TASK PROMPT - Copy the listing below line for line, leaving out the picture.

─── SOURCE DATA ───

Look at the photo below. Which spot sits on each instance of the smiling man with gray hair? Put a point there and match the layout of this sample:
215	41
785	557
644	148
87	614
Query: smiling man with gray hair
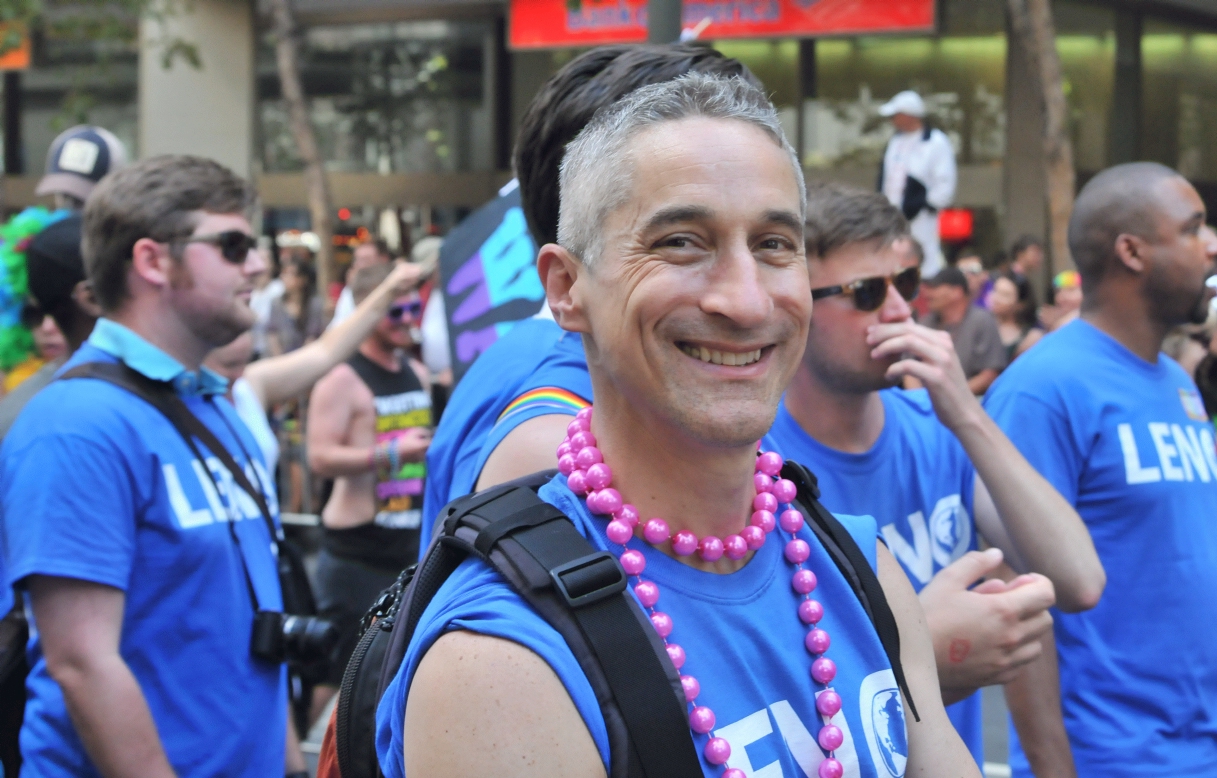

───

THE REPLY -
Look at the photo below. Which spot sits on each instance of the smiling man with gray hair? Put a point there and match the layout of this sample:
215	41
785	557
644	148
87	614
Query: smiling man with gray hair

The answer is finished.